What is being asked: For every line in the entries that contains "below", show the whole line.
*** Opening Record set ***
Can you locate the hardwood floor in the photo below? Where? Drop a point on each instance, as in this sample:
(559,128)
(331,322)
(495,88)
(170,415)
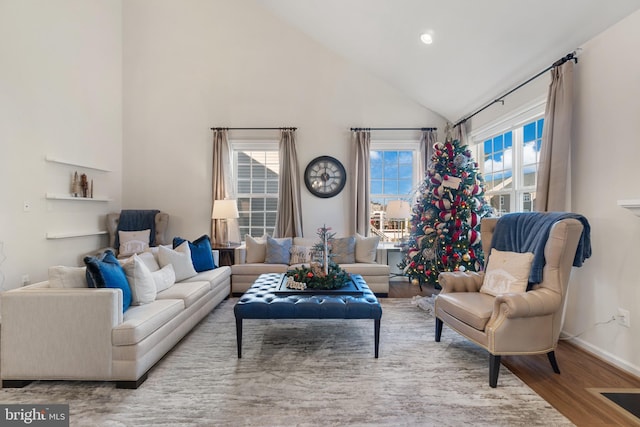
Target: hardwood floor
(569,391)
*** Closing Record set ***
*** Opening Record set ***
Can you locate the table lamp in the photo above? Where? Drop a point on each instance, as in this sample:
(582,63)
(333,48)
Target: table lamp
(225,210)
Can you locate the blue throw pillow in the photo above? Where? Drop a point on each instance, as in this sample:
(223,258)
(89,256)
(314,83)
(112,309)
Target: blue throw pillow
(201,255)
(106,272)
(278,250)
*** Closing Record set ***
*** Opening Record set ***
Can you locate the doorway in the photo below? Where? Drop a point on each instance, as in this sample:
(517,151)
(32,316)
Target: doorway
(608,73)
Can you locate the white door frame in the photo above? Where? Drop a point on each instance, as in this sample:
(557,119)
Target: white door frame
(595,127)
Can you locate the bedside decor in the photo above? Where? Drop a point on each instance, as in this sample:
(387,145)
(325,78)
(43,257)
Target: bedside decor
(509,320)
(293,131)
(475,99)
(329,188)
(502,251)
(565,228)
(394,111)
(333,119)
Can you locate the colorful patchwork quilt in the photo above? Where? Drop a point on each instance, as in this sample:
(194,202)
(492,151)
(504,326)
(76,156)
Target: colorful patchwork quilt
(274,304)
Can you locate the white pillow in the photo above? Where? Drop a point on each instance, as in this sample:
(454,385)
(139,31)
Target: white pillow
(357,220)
*** Closing Record set ***
Completed task:
Can you locate the hardwood floor in the photo below? Where? Drop a point on each instance, as in this sample:
Can you locate the doorway in the photo below? Where? Drop a point on each instance, as in this sample:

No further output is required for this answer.